┌──

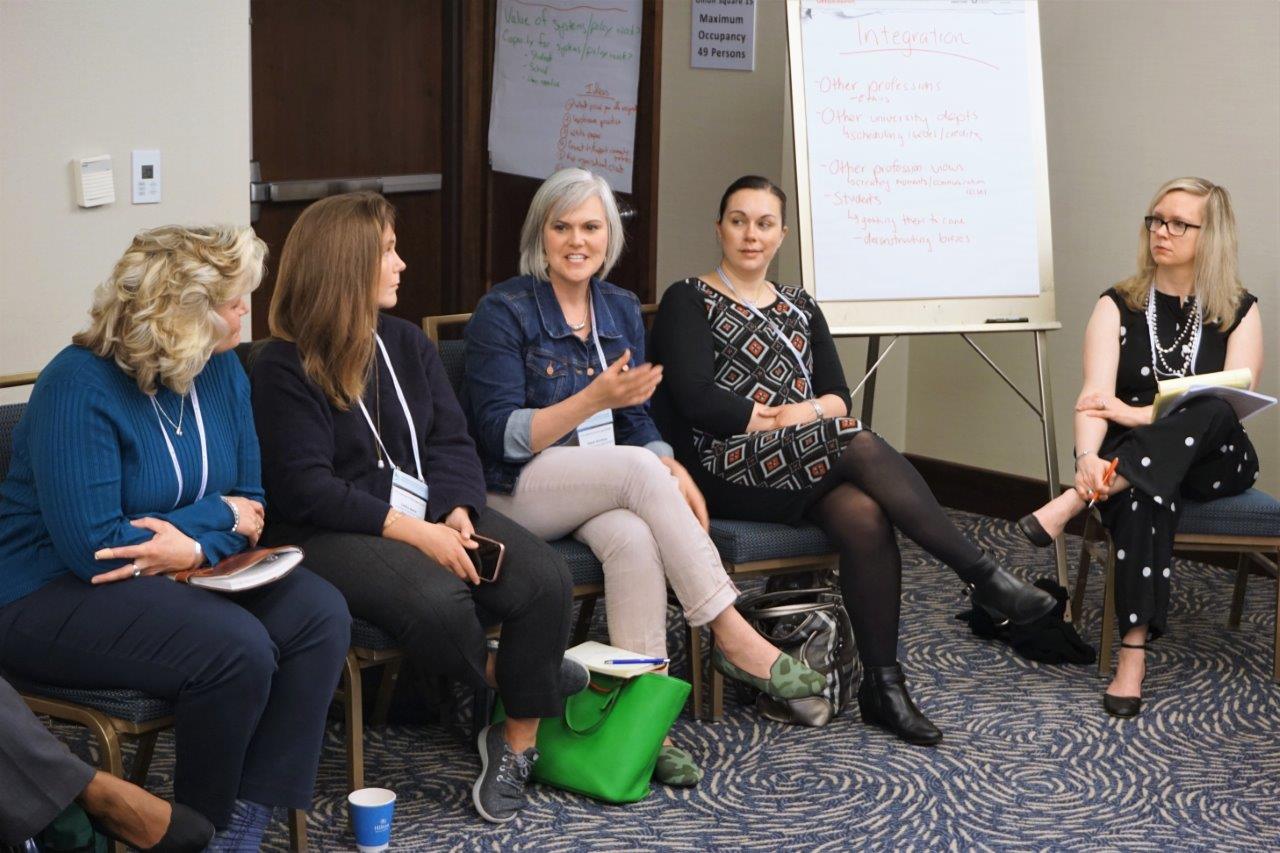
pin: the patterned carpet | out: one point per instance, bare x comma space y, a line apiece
1029, 760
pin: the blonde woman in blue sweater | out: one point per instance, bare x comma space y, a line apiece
137, 457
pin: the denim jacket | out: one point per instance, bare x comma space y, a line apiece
521, 356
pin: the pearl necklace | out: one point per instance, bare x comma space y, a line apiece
1185, 342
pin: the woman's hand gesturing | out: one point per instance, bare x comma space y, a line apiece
169, 550
621, 386
1114, 410
439, 542
690, 492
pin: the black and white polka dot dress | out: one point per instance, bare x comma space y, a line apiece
1200, 451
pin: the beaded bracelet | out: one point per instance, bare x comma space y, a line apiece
234, 512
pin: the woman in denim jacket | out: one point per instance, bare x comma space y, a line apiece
557, 391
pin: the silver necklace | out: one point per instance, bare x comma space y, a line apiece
764, 288
579, 327
182, 411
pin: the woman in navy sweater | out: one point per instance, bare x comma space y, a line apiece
368, 461
137, 457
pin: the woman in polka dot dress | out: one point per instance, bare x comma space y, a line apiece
1184, 313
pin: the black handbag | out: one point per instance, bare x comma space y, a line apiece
812, 626
1048, 639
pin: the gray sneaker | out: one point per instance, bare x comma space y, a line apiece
498, 793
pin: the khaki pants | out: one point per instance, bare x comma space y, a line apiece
624, 505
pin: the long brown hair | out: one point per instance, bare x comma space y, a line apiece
325, 297
1217, 283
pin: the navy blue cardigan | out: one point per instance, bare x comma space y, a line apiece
320, 464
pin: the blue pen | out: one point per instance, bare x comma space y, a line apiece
625, 661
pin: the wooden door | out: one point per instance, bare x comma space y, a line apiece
353, 89
364, 89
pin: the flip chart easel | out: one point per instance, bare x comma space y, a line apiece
923, 179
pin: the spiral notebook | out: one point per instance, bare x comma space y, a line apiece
243, 570
1232, 386
597, 657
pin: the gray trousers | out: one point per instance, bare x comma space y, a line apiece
39, 775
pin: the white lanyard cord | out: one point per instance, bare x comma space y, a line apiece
408, 418
595, 338
753, 309
173, 454
1189, 368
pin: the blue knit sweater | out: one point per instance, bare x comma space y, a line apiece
88, 456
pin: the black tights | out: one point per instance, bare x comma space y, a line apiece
872, 491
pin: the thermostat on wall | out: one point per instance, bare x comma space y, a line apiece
95, 183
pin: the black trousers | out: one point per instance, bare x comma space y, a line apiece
251, 675
1198, 452
440, 619
39, 775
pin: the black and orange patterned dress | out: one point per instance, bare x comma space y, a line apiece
720, 359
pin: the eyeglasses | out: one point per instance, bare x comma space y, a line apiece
1176, 227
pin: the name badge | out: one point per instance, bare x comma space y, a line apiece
597, 430
408, 493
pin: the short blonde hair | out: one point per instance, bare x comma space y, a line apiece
1217, 284
156, 315
565, 191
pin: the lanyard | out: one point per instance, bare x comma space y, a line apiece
750, 306
173, 454
1151, 332
595, 338
408, 418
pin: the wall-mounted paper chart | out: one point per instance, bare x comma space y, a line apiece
565, 87
923, 149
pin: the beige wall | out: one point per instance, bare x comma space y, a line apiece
1134, 94
81, 78
717, 126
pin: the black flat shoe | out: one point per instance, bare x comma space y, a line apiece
1034, 530
1005, 596
885, 702
1123, 706
188, 831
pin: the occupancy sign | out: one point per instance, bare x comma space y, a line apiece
723, 35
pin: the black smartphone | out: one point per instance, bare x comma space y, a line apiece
488, 557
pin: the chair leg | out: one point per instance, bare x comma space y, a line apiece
583, 626
142, 758
695, 667
385, 690
1275, 648
1109, 610
353, 710
1242, 579
1082, 573
297, 830
717, 687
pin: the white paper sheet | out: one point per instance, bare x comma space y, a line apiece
565, 87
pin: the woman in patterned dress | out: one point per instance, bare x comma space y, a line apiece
1184, 313
557, 392
755, 405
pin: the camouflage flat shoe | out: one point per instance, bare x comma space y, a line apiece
676, 769
789, 678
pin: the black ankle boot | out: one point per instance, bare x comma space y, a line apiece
1005, 596
885, 702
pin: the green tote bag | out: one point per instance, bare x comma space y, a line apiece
606, 743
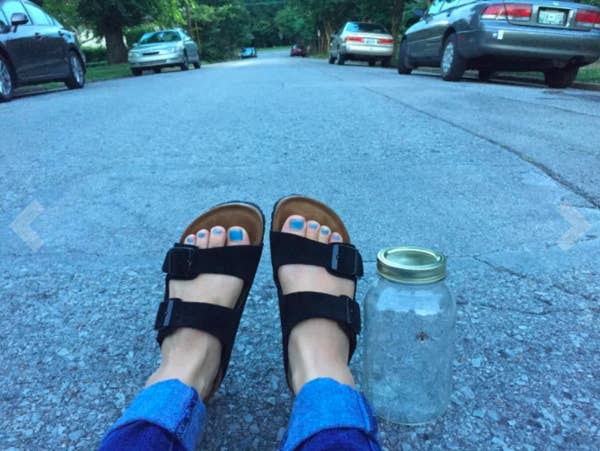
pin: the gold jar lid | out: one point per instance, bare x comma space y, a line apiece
414, 265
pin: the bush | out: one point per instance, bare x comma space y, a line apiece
94, 54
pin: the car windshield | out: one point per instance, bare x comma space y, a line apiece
160, 36
366, 28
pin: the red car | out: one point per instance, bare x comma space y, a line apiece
298, 50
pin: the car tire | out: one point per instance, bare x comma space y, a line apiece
561, 78
453, 65
7, 80
76, 79
404, 67
485, 74
185, 65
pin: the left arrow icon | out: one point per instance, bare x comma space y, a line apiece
22, 225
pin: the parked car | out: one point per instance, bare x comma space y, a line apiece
164, 48
360, 41
248, 52
554, 37
298, 50
36, 48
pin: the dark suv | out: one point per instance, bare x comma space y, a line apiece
36, 48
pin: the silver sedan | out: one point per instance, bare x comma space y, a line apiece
165, 48
361, 41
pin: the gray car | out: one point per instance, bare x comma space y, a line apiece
539, 35
165, 48
361, 41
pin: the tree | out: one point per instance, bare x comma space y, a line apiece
108, 18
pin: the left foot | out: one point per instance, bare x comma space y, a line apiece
190, 355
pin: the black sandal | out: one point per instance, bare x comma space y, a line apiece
340, 259
185, 262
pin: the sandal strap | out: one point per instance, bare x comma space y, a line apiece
215, 319
340, 259
185, 262
297, 307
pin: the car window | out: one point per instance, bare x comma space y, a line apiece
365, 28
10, 7
38, 16
160, 36
450, 4
435, 7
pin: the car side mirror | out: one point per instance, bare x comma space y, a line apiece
18, 19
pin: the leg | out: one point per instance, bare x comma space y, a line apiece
328, 413
170, 412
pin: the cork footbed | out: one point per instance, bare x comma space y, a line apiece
310, 209
228, 215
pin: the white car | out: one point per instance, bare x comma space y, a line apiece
361, 41
165, 48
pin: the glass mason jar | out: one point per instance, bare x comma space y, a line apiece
409, 336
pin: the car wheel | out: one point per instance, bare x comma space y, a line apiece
404, 67
76, 78
485, 74
561, 78
7, 83
185, 65
453, 65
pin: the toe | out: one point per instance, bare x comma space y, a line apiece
324, 234
312, 230
295, 224
336, 238
237, 236
217, 237
202, 238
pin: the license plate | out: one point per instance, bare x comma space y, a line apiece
551, 17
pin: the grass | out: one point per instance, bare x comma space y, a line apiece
97, 72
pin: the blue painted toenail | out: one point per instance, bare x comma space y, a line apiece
236, 235
296, 224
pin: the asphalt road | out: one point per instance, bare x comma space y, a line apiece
97, 183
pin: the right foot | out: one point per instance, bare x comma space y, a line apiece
317, 347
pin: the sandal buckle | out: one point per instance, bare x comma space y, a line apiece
179, 261
345, 260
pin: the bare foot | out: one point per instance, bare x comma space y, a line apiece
317, 347
191, 355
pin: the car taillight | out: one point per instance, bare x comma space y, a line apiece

└──

◆ Written task: Can you repeat every one of the records above word for word, leaving out the pictures?

◆ Solution below:
pin: the patterned carpet | out: one point per instance, bare x comma space y, a line apiece
1029, 760
pin: the blonde woman in blue sweater | out: one point per instance, bare x comma space y, a line apiece
137, 457
pin: the denim jacket | out: one point per instance, bare x comma space y, a line apiece
521, 356
pin: the pearl necklace | out: one point per instance, bare x comma space y, a line apiece
1185, 342
pin: the woman's hand gesturing | out: one point per instance, bare x comma space y, a line apiece
169, 550
621, 386
1114, 410
439, 542
690, 492
pin: the black and white polka dot dress | out: one point per instance, bare x comma space y, a line apiece
1200, 451
pin: the beaded bracelet | out: one point per instance, bare x comma space y, a line apiece
234, 512
pin: the woman in denim jacket | out: one point per instance, bare x comma space y, a line apiece
557, 391
pin: the silver necklace | out: one point per instance, bare x comma space y, a line apiece
764, 288
579, 327
182, 411
pin: the woman in navy sweater | out: one point per instance, bare x comma space y, a line apiece
368, 461
137, 457
pin: the woman in polka dot dress | out: one point per instance, bare x comma space y, a line apiece
1184, 313
pin: the black handbag | out: one point per instance, bare x comma space y, a line apiece
812, 626
1048, 639
pin: the gray sneaker | out: one point per instance, bare x comma space y, a line apiece
498, 793
pin: the khaki pants | out: one point per instance, bare x comma space y, a line apiece
624, 505
pin: the long brown hair | out: one point per instance, bare x comma space y, a line apiece
325, 297
1217, 283
pin: the navy blue cardigan | out: one point per instance, bare x comma space y, a line apiece
320, 464
pin: the blue pen | out: one point per instance, bare x comma space y, a line apiece
625, 661
pin: the wooden door | out: one point per instance, bare x comma space y, a line apiece
353, 89
364, 89
pin: the flip chart easel | out: one point per instance, bare x comma space y, a line apiece
923, 179
pin: the spiral notebook | out: one point per instance, bare x comma space y, a line apiece
243, 570
1232, 386
597, 657
pin: the gray trousers | out: one point per instance, bare x comma space y, a line apiece
39, 775
pin: the white lanyard cord | out: one point per instance, bare x comma space y, a line apiece
408, 418
595, 338
753, 309
173, 454
1189, 368
pin: the blue knit sweater | out: one point per instance, bare x comma space y, a line apiece
88, 456
pin: the black tights | out: one point per instance, bare x comma space y, a line apiece
872, 491
pin: the thermostat on wall | out: one point per instance, bare x comma space y, a line apiece
95, 183
pin: the black trousers | out: one point per instance, bare x comma space y, a line apiece
251, 675
1198, 452
440, 619
39, 775
pin: the black and orange patterned dress | out: one point per instance, bare x comma space y, a line apiece
720, 359
pin: the eyeglasses | out: one point per instance, bare x comma space y, a line apiece
1176, 227
pin: the name badge | out: one point per instance, bare x comma space y, a line apiece
597, 430
408, 493
pin: the short blonde hair | out: one point per instance, bare x comma space y, a line apiece
1217, 284
156, 315
565, 191
pin: the lanyard | out: one point per instance, bare x comma space y, a line apiece
750, 306
173, 454
1151, 332
595, 338
408, 418
pin: the wall-mounted paper chart | out: one point per instance, bare x comma space y, a line apiece
565, 87
923, 149
pin: the beige wall | out: one point per instance, bare x comma space y, a line apiece
1134, 94
81, 78
717, 126
pin: the black flat shoe | out: one point per instance, bare x comma space y, a line apiece
1034, 530
1005, 596
885, 702
1123, 706
188, 831
pin: the occupancy sign | out: one point per instance, bare x comma space y, a line apiece
723, 35
pin: the black smartphone | out: one point per instance, bare x comma space y, a line apiece
488, 557
pin: the chair leg | out: one point per instance, bare x comma space y, a line apiece
583, 626
142, 758
695, 667
385, 690
1275, 648
1109, 610
353, 710
1242, 579
1082, 573
297, 830
717, 687
pin: the white paper sheet | out: one point per instance, bare x comma space y, a line apiece
565, 87
pin: the woman in patterned dress | out: one point per instance, bare x comma space y, a line apiece
1184, 313
557, 392
755, 405
pin: the camouflage flat shoe | out: one point per instance, bare x comma space y, a line apiece
676, 769
789, 678
pin: the black ankle boot | out: one point per instance, bare x comma space y, a line apiece
1005, 596
885, 702
pin: the green tote bag | out: one point per instance, bare x comma space y, a line apiece
606, 743
pin: the gold jar lid | out: one point per instance, bare x comma space y, a line apiece
414, 265
pin: the bush | out: one point per instance, bare x comma space y, a line apiece
94, 54
pin: the car windshield | out: one point per instance, bare x comma space y, a line apiece
160, 36
366, 28
pin: the red car | out: one point per instance, bare x comma space y, a line apiece
298, 50
pin: the car tire | out: one point per instance, bare x comma space y, a line apiece
561, 78
453, 65
7, 80
76, 79
404, 67
485, 74
185, 65
pin: the left arrow icon | out: one point per instance, bare x comma space y, a line apiece
22, 225
pin: the parked car | out: one point per instance, bare x comma space y, a line apiece
164, 48
360, 41
248, 52
554, 37
298, 50
36, 48
pin: the dark suv | out: one point per instance, bare x comma space y, a line apiece
36, 48
pin: the silver sedan | out: one point per instance, bare x comma space y, a line apiece
165, 48
361, 41
pin: the gray car | out: one point per instance, bare x comma space y, a line apiece
539, 35
165, 48
361, 41
pin: the tree | out: one point per instance, bare x comma space y, a line apiece
108, 18
pin: the left foot | out: one point per instance, bare x comma space y, a line apiece
190, 355
pin: the black sandal | out: one point per instance, bare x comma space y, a line apiece
340, 259
185, 262
pin: the sandal strap | out: one point per instance, bare x comma space y, a line apiece
215, 319
340, 259
185, 262
297, 307
pin: the car window | out: one point per instance, bare x comma space y, a line apiece
365, 28
10, 7
38, 16
160, 36
450, 4
435, 7
pin: the car side mirror | out: one point per instance, bare x comma space y, a line apiece
18, 19
pin: the leg | out: one point per instance, bare x comma space y, a line apiece
328, 413
170, 412
pin: the cork footbed | out: one point per instance, bare x comma space y, a line apiece
310, 209
228, 215
pin: the white car | out: one point per instance, bare x comma space y, a line apiece
361, 41
165, 48
pin: the glass mason jar | out: one point per instance, bare x comma space y, a line apiece
409, 336
pin: the car wheel | out: one point per instance, bare x comma space y, a line apiece
404, 67
76, 78
485, 74
561, 78
7, 83
185, 65
453, 65
pin: the toe | out: one point per instance, bare x comma space y, a line apiece
324, 234
312, 230
295, 224
336, 238
237, 236
217, 237
202, 238
pin: the license plate | out: one point per instance, bare x comma space y, a line apiece
551, 17
pin: the grass | out: one point per instance, bare x comma space y, a line apiece
97, 72
pin: the blue painted toenail | out: one point per instance, bare x comma space y, a line apiece
236, 235
296, 224
pin: the asphalt road | out: one point per instance, bare x comma space y, a line apiece
97, 183
pin: the right foot | out: one point per instance, bare x comma space y, a line apiece
317, 347
pin: the sandal buckle | out: one point per instance, bare x comma space y, a line apiece
179, 261
345, 260
pin: the bare foot | out: one point per instance, bare x comma space y, a line apiece
317, 347
191, 355
pin: the car taillight | out: one point per instance, bare x comma space y, a line apiece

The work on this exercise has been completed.